══ 対象テキスト ══

日本医療法人協会医療事故調運用ガイドライン作成委員会委員
東京保険医協会勤務医委員会委員
東京 葛飾区 おその整形外科 於曽能正博
2015年12月10日 MRIC by 医療ガバナンス学会 発行 http://medg.jp
*「医療事故」とは
ここで注意しておきたいのが「医療事故」という言葉の定義です。今回の法律で医療事故とは「当該病院等に勤務する医療従事者が提供した医療に起因する(又は起因すると疑われる)死亡又は死産であって、“当該医療機関の管理者(以下、管理者)”が予期しなかったもの」と定められました。
医療を受けても残念ながら亡くなる方は多くおられます。その中から管理者がどうしても死亡を予測できなかった今後の医療安全の向上につながる事例を「医療事故」として報告することになりました。今後この要件に該当しない“できごと”はインシデント(出来事、事件、事案、事象、事例)アクシデントなどの語が用いられます。

═══
══ データ抜粋 ══

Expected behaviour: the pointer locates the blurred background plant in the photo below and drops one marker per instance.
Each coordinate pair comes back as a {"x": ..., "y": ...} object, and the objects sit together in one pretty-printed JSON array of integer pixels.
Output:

═══

# 作業項目
「医療事故」の定義を説明した文章について、最後の文の次から続きを書いてください。

# 課題への回答
*「医療事故」が起きたと判断された時
それでは、医療事故調査制度の実際の流れを見てみましょう。
医療機関の管理者は、「医療事故」が実際に起きたと判断した時、事故発生報告を「医療事故調査・支援センター」(以下、センター)に行います。この報告の際には、ご遺族の方に「今後の医療安全のために患者さんの情報を使わせていただきます」という説明を行います。その後管理者は院内調査を行い、その調査結果をご遺族にご説明し、センターに報告します。
ご遺族はなぜ直接センターに報告できないのでしょうか。患者さんが亡くなった時にそれが「医療事故」にあたるのか、つまり本来の病気が原因で亡くなったのか、あるいは提供した医療に起因するのか、死亡することは予期できたかどうか、という判断はかなり専門性が高く、高度な医学の知識・技術が要求されます。そのため、事故発生の報告は医療機関の管理者に委ねられているのです。
重要なのは、「医療事故調査制度」は純粋に医学的に「医療事故」を集積し再発防止を目指すためのもので、調停や紛争解決を行うための制度ではありません。医療ミスを報告するためのものでもありません。あくまでも管理者が医療事故と判断した事例を報告する制度です。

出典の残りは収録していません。